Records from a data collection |
>>>>

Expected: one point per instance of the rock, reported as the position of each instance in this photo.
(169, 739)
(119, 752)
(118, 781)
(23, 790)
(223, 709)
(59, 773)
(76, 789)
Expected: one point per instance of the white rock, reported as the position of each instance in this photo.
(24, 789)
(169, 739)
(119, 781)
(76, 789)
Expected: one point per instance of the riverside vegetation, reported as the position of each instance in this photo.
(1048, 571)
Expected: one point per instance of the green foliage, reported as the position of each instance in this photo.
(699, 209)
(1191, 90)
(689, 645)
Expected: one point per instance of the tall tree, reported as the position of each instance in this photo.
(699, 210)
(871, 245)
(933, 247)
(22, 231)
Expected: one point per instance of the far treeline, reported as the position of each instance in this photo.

<<<<

Your output must contain exactly the lines from the one containing "Expected: one point per instance of the riverside" to the final line of the data above, and no other text.

Expected: one point per instance of the riverside vegetation, reported as the position of each instance in this photo.
(1048, 571)
Expected: one point per instance of the green foliage, reported as the position of each instance in this photo.
(699, 209)
(1191, 90)
(689, 645)
Expected: one point per instance of the tall tree, reported as the position of each instance in this photo.
(699, 210)
(871, 245)
(933, 247)
(22, 231)
Expected: one point per instance of the far treeline, reported as the position of each instance in this photo.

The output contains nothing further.